──────── PROVIDED DATA ────────

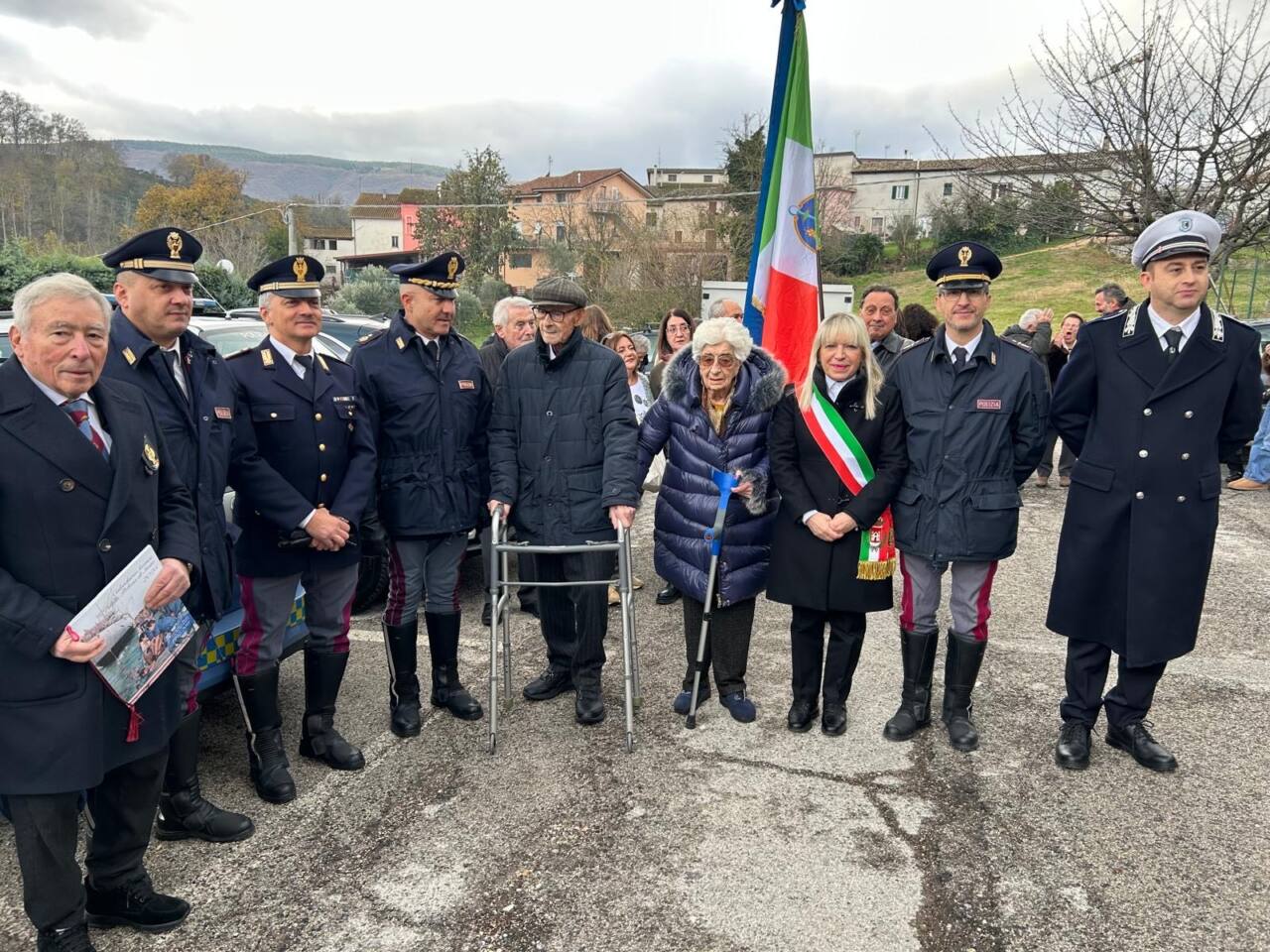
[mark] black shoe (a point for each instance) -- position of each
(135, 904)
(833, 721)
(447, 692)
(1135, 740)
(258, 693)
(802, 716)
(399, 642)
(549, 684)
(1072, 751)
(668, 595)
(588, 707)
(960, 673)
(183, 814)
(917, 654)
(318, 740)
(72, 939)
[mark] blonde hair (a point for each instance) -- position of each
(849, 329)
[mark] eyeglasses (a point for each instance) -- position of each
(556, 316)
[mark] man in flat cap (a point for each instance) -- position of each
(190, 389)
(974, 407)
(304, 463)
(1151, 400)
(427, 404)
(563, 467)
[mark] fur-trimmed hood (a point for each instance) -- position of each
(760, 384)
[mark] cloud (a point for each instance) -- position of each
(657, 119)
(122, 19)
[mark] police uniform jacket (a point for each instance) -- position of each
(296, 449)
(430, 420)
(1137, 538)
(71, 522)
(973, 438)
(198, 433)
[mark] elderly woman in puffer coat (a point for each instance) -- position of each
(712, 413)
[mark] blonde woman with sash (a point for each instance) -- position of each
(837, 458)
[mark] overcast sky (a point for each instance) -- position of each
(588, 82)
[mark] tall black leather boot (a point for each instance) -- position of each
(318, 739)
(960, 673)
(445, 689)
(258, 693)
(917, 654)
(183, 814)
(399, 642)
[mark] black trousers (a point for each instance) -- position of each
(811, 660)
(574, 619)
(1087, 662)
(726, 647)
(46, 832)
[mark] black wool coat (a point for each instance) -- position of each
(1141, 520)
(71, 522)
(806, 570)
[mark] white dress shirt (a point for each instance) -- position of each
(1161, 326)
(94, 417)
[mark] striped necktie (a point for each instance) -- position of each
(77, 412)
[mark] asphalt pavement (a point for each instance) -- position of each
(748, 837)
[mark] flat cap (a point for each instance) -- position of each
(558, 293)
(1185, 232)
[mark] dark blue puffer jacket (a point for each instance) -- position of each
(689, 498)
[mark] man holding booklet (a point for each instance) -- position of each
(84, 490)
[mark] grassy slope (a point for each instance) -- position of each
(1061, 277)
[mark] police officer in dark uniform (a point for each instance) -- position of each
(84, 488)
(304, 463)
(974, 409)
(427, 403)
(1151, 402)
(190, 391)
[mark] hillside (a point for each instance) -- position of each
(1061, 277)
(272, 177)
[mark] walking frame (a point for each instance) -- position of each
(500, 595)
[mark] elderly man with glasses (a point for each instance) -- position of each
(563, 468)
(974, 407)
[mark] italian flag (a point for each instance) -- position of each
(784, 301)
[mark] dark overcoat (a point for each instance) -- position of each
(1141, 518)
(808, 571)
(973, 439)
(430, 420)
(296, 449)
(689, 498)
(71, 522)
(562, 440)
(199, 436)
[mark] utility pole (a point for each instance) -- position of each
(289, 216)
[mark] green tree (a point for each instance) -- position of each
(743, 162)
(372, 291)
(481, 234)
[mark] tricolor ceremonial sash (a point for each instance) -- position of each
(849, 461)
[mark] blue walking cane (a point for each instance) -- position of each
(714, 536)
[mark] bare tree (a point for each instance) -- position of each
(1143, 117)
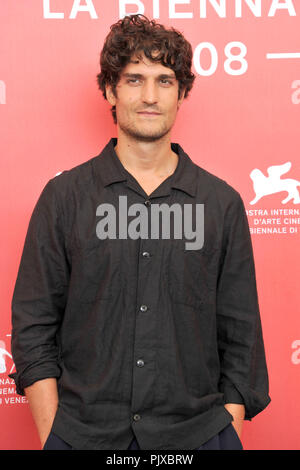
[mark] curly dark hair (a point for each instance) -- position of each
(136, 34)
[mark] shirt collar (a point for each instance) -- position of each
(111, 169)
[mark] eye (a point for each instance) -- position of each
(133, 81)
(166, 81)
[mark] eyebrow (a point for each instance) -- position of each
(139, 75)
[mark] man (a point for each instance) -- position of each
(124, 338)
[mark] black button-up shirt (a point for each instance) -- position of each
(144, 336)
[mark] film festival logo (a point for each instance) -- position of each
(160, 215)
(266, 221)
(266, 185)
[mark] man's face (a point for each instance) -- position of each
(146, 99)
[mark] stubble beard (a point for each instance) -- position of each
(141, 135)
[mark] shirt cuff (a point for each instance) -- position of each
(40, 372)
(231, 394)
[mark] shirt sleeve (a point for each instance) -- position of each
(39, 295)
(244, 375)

────────

### AIM
Extract every line from the one containing "[mark] eye (a" through the last line of the data, inclusive, exactly as written.

### RESPONSE TO THIS EXERCISE
[mark] eye (a point for each instance) -- position of each
(133, 81)
(166, 81)
[mark] eyebrow (a point for each instance) -- position of each
(139, 75)
[mark] man (a point for each instance) -- position of each
(124, 338)
[mark] black button-up shirt (a point for each instance) -- position of each
(144, 336)
[mark] film festival logo (a point for each instance) -- position of each
(160, 215)
(266, 221)
(266, 185)
[mark] man's face (a point for each instance) -- position of each
(146, 99)
[mark] stubble beard (a point for each instance) -- position of each
(141, 135)
[mark] shirt cuff (a point for each instance) -- position of each
(40, 372)
(231, 394)
[mark] shirt sleeve (a point for each instance) -- position of each
(39, 295)
(244, 375)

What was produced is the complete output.